If you're still experiencing issues:

### 1. Check the Documentation
- [Installation Guide](installation.md)
- [User Guide](../user-guide/)
- [API Reference](../api-reference/)

### 2. Search Existing Issues
- [GitHub Issues](https://github.com/rustkmer/rustkmer/issues)

### 3. Ask for Help
- [GitHub Discussions](https://github.com/rustkmer/rustkmer/discussions)
- [Community Forum](https://github.com/rustkmer/rustkmer/discussions)

__TASKS AND EXERCISES__.
A. Reproduce verbatim the stretch of the help section from "- [User Guide](../user-guide/)" through "- [GitHub Issues](https://github.com/rustkmer/rustkmer/issues)".
B. In one to three sentences, explain when the help section says a reader should check the documentation, search existing issues, and ask for help.

__RECORDS SUPPLIED__.

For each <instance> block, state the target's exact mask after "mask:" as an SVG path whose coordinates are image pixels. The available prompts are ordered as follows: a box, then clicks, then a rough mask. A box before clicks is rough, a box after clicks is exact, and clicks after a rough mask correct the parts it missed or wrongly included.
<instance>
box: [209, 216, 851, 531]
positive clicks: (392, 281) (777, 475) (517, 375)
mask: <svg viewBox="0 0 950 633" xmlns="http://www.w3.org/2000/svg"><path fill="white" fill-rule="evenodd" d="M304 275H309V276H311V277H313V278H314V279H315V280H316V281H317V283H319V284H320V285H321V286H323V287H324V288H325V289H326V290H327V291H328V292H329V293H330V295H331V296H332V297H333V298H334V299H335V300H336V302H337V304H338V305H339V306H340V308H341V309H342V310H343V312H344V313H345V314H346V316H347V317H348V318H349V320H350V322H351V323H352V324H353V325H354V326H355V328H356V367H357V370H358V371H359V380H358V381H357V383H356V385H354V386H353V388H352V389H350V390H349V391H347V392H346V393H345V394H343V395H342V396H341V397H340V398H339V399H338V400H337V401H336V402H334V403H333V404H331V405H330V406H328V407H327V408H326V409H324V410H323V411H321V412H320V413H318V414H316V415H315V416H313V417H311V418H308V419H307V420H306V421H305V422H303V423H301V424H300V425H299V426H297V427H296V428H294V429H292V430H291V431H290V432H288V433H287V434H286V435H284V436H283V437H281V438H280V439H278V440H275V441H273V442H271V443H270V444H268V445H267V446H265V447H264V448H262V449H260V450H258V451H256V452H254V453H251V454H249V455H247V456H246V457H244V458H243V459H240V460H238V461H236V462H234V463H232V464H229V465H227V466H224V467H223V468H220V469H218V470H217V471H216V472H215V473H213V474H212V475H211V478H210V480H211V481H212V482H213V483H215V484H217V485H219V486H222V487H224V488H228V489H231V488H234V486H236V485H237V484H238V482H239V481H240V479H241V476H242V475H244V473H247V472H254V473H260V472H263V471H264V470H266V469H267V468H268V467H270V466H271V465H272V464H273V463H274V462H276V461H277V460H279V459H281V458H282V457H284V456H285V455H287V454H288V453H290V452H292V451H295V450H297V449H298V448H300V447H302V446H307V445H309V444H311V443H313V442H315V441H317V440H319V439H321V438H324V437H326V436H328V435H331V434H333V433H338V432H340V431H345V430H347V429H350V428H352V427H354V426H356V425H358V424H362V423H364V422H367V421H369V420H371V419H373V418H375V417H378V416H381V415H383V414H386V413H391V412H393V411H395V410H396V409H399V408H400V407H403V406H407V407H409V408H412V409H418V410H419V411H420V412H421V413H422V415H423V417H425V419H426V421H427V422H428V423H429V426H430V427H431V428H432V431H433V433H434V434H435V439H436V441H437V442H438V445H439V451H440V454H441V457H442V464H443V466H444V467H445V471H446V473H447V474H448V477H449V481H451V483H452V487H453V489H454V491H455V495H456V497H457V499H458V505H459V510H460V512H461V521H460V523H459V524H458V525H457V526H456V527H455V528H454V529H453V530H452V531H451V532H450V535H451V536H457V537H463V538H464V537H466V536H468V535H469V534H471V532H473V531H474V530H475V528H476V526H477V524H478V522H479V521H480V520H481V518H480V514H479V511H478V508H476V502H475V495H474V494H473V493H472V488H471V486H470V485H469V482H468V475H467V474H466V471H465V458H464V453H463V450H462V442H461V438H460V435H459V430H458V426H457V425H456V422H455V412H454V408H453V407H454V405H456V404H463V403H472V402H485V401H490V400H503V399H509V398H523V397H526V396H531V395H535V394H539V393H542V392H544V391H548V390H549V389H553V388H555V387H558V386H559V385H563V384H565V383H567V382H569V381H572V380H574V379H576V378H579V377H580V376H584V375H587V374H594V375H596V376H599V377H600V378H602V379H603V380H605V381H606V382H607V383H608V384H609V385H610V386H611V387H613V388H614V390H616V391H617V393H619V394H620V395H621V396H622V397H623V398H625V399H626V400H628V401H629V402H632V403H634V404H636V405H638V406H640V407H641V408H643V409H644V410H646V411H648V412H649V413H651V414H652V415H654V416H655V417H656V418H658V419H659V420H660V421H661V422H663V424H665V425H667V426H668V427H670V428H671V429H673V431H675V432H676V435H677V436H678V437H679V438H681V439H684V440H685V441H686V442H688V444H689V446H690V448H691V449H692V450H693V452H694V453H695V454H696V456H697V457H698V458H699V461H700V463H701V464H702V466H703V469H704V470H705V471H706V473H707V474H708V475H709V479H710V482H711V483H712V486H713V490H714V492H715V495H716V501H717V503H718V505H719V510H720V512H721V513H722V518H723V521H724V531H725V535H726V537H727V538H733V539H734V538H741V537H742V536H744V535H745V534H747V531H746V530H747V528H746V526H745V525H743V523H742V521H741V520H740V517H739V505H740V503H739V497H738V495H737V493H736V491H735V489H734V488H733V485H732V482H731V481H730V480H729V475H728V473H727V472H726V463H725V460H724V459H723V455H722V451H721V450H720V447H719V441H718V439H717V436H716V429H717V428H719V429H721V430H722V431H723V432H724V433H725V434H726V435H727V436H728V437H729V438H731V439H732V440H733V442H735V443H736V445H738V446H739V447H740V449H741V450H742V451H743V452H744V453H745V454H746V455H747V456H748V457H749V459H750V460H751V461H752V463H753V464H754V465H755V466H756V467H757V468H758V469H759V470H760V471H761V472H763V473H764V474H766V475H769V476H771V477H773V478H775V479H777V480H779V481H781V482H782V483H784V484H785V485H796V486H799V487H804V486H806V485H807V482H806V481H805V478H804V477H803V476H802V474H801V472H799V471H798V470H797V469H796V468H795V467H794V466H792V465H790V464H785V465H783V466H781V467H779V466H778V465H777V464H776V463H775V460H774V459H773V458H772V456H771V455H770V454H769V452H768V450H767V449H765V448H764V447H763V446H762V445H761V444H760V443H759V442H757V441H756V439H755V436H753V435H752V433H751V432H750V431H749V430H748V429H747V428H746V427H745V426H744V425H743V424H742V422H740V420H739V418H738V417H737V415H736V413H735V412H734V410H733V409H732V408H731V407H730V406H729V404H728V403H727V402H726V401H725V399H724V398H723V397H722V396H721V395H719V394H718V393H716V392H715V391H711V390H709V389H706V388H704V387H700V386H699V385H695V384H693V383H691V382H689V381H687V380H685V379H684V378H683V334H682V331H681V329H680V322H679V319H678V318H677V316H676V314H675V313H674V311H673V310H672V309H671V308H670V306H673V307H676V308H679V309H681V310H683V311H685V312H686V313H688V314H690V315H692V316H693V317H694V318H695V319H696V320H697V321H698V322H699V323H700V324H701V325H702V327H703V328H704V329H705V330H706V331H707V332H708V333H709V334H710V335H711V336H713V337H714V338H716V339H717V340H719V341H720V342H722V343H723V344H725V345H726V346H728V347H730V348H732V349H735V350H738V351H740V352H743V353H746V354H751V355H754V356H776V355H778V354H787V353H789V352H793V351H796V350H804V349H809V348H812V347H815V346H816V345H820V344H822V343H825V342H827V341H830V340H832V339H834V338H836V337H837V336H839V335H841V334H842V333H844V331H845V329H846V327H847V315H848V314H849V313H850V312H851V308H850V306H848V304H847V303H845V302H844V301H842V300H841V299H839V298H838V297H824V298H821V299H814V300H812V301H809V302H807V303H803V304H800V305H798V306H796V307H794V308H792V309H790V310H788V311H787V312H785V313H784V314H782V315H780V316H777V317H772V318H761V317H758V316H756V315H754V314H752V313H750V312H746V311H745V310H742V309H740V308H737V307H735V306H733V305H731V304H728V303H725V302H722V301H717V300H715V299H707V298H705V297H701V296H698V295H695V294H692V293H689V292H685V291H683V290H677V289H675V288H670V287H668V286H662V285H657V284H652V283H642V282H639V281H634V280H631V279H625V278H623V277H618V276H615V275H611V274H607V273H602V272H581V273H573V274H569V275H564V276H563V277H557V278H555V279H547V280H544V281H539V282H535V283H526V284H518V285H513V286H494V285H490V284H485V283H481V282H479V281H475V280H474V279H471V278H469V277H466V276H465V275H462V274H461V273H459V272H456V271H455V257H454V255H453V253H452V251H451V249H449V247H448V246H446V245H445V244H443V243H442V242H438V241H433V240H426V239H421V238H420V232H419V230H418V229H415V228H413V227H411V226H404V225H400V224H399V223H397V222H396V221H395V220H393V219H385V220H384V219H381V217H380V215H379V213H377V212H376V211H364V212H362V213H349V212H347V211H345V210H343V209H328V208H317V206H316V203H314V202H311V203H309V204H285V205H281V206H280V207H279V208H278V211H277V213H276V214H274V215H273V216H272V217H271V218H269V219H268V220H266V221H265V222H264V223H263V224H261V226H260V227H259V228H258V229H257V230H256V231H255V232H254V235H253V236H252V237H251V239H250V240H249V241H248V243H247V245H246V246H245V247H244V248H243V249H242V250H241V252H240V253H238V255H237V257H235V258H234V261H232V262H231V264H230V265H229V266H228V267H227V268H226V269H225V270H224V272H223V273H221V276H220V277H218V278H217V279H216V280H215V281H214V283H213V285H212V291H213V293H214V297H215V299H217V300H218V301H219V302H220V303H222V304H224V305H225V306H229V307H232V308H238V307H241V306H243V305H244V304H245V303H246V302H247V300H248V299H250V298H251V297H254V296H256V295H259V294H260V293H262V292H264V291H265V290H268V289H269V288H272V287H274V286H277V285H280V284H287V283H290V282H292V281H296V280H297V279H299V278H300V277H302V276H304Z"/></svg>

__YOUR WRITTEN ANSWERS__.
A.
- [User Guide](../user-guide/)
- [API Reference](../api-reference/)

### 2. Search Existing Issues
- [GitHub Issues](https://github.com/rustkmer/rustkmer/issues)

B. The help section gives these three steps for readers who are still experiencing issues. In that case, they should check the documentation, search the existing GitHub issues, and then ask for help through GitHub Discussions or the community forum.